> **Your goal**
Extract all of the data and reproduce it precisely.
--- Begin Data provided ---
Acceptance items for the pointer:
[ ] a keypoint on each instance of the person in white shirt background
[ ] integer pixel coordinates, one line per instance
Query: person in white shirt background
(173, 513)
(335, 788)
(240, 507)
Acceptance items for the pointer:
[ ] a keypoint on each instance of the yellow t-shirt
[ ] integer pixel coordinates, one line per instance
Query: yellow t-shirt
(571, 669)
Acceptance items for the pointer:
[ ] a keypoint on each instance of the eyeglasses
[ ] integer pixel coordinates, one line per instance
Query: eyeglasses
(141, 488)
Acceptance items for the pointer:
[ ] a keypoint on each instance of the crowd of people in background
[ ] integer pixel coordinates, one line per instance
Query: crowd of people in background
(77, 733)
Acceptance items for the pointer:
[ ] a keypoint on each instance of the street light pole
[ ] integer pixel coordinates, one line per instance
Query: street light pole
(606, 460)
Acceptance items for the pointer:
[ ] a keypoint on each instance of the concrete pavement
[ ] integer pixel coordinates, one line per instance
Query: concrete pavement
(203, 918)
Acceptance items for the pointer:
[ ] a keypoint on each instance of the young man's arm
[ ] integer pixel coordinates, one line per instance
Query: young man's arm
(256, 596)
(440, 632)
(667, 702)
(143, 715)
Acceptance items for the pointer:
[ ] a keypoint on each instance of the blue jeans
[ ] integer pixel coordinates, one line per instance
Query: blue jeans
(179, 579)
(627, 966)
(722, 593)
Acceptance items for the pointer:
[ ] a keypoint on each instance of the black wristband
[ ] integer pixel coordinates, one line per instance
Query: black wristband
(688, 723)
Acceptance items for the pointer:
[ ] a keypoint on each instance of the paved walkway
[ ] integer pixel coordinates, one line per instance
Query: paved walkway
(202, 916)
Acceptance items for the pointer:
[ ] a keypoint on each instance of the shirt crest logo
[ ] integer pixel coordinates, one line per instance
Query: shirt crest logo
--- End Data provided ---
> **Expected answer**
Acceptance items for the pointer:
[ ] a keypoint on each instance of the person in white shirt background
[ ] integer pixel coordinates, one line per instance
Query: person in white shirt background
(173, 513)
(335, 788)
(240, 507)
Acceptance items for the pointer:
[ ] a keypoint on each instance of the yellow t-shirt
[ ] integer pixel coordinates, one line per instance
Query: yellow t-shirt
(571, 669)
Acceptance items for the pointer:
[ ] a keypoint on each instance of the eyeglasses
[ ] integer pixel coordinates, one line per instance
Query: eyeglasses
(141, 488)
Acceptance items for the pointer:
[ ] a keypoint on each instance of the crowd of people in background
[ ] integer pixel coordinates, one line per instance
Query: crowd of people in background
(77, 733)
Acceptance items for the pointer:
[ ] a keypoint on each instance of the street light pole
[ ] integer pixel coordinates, one line per instance
Query: street light pole
(606, 460)
Acceptance items for the pointer:
[ ] a keypoint on each instance of the concrete pavement
[ ] integer pixel coordinates, one line per instance
Query: concrete pavement
(203, 918)
Acceptance items for the pointer:
[ ] a keypoint on each instance of the young man's arm
[ ] integer pixel coordinates, one line per instance
Query: young man's arm
(256, 596)
(440, 632)
(667, 702)
(143, 715)
Acceptance items for the pointer:
[ ] a keypoint on each instance of the blue jeans
[ ] integer pixel coordinates, one line per instance
Query: blue jeans
(179, 579)
(627, 966)
(722, 593)
Acceptance items for the pointer:
[ ] a keypoint on each instance of the black wristband
[ ] integer pixel coordinates, one line per instance
Query: black wristband
(688, 723)
Acceptance items for the pointer:
[ ] a keypoint on each instance of the paved walkway
[ ] integer pixel coordinates, one line per instance
Query: paved walkway
(202, 916)
Acceptance items for the pointer:
[ ] a keypoint on each instance of the shirt crest logo
[ ] integer pixel coordinates, one line per instance
Query: shirt crest logo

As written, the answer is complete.